Task goal →
Render the records below as a two-column CSV with the headers instruction and boxes. Give one row per record, with the record's wording and its answer each in a single quoted field and line breaks replaced by spaces. Begin at the line that has "Our labeler tagged concrete" and stop after the line that has "[[231, 302, 273, 326]]".

Stored data →

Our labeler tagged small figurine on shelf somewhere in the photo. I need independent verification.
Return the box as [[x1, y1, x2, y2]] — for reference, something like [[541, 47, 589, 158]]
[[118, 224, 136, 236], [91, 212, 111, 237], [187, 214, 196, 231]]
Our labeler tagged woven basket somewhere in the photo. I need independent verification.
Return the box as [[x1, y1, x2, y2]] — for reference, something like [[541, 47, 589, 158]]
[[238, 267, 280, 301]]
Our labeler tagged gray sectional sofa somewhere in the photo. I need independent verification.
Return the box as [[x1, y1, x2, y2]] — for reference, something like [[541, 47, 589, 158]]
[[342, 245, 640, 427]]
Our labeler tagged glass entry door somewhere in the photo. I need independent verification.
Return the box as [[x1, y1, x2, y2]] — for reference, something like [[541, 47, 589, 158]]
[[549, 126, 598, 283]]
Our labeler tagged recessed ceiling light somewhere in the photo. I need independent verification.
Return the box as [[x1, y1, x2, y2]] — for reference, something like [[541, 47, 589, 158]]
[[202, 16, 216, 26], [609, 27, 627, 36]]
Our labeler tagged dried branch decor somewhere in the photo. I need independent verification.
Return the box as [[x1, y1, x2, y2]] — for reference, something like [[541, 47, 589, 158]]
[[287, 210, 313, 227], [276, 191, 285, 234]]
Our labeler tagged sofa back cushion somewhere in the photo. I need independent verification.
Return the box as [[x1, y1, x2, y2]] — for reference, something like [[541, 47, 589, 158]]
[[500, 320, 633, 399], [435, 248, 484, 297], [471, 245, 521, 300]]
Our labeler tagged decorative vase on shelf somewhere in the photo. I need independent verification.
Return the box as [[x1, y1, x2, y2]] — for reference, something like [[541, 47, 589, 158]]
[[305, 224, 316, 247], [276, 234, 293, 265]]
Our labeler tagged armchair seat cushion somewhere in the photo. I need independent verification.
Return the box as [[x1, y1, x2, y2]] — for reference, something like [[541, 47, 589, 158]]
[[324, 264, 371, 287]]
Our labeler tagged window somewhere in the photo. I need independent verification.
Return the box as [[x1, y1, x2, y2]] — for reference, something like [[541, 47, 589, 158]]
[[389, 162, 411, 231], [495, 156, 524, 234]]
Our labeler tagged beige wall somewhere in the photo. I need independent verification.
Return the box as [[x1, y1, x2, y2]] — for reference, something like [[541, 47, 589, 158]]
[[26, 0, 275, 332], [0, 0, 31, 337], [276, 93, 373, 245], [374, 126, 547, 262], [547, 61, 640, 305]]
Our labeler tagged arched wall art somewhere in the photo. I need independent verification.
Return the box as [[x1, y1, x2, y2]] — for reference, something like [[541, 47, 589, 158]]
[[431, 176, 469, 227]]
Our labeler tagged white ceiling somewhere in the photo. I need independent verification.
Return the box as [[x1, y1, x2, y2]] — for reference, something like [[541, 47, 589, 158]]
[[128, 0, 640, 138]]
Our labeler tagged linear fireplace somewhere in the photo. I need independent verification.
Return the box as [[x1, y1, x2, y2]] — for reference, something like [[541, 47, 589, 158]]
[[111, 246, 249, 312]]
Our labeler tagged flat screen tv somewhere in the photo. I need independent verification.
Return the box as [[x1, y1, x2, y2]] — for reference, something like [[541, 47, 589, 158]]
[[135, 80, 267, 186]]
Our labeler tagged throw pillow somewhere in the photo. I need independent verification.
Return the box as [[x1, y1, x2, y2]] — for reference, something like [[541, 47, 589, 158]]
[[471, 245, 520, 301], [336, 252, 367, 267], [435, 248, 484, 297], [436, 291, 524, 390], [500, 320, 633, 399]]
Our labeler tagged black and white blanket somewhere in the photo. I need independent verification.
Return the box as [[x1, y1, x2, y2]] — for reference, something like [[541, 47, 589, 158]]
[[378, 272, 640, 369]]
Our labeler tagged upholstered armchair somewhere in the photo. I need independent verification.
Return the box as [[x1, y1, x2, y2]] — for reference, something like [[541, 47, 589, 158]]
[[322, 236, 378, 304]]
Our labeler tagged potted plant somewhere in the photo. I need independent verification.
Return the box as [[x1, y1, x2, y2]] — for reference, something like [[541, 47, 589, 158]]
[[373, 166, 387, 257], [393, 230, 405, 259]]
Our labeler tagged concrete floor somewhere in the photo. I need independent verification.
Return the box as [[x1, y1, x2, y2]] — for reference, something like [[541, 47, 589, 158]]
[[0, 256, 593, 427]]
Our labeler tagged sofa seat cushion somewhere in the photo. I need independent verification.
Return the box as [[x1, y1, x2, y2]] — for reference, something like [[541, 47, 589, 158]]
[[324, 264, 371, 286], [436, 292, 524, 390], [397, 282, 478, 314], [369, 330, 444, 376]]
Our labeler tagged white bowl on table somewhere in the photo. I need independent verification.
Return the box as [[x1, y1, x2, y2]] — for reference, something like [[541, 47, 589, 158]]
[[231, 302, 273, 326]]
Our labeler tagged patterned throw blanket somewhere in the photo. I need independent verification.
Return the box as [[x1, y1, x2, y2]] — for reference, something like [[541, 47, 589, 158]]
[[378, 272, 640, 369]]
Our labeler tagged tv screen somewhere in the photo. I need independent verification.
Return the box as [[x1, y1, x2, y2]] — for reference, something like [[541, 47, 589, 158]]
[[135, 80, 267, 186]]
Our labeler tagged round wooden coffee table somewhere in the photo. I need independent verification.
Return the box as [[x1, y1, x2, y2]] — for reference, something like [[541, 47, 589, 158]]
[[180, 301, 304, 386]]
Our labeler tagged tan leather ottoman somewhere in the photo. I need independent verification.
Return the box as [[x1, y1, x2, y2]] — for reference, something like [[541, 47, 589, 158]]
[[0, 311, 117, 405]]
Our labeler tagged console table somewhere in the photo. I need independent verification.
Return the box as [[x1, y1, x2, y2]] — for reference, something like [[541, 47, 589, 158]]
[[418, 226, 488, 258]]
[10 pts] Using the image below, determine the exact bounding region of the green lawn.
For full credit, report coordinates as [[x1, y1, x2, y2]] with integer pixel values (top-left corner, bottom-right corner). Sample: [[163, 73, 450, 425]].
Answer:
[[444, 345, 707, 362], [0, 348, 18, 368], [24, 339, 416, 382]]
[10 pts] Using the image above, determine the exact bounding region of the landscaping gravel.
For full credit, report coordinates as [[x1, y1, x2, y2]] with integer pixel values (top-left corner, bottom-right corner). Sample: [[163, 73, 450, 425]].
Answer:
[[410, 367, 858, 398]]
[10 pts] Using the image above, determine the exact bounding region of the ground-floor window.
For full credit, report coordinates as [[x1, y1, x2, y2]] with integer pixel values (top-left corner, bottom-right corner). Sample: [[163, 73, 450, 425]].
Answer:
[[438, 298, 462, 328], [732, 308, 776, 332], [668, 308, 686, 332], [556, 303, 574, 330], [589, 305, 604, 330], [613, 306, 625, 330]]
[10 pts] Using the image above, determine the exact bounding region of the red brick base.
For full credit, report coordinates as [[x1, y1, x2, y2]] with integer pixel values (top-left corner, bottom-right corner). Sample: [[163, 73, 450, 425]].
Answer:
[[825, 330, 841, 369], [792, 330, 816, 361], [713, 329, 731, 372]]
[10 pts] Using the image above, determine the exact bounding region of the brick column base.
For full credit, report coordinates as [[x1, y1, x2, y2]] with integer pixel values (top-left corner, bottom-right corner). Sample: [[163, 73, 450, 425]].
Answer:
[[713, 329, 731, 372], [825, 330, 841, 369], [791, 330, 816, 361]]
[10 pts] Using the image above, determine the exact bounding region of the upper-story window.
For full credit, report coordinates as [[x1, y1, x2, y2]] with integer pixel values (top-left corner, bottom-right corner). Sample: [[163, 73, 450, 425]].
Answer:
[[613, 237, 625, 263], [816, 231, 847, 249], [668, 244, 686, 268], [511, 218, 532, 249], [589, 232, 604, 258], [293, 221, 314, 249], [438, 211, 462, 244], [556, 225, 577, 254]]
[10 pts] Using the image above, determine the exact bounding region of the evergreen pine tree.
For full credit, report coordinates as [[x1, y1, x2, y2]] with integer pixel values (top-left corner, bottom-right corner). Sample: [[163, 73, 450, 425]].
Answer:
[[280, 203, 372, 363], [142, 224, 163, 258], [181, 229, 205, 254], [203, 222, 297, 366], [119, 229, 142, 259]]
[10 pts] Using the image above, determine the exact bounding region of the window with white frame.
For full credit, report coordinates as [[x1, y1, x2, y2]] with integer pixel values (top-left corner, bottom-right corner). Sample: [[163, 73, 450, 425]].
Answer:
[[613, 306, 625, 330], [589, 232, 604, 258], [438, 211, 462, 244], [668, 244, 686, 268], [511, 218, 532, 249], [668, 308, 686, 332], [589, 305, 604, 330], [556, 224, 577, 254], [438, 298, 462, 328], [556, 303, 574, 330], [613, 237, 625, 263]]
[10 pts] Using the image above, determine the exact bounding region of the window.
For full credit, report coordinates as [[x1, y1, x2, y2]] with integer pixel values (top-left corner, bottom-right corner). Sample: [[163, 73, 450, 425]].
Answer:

Final result →
instruction,boxes
"Our labeler tagged concrete floor somewhere in the photo. I need independent verification. Return the box as [[x1, y1, x2, y2]] — for reference, something like [[541, 47, 589, 158]]","[[0, 256, 593, 427]]"
"Our labeler tagged sofa seat cushion somewhere in the photo. I need independent verification. Return the box as [[x1, y1, x2, y2]] — for reference, something like [[541, 47, 589, 158]]","[[324, 264, 371, 286], [436, 292, 524, 390], [397, 282, 478, 314], [369, 330, 444, 376]]"
"Our labeler tagged white bowl on table somewhere in the photo. I need independent verification. Return the box as [[x1, y1, x2, y2]] — for reference, something like [[541, 47, 589, 158]]","[[231, 302, 273, 326]]"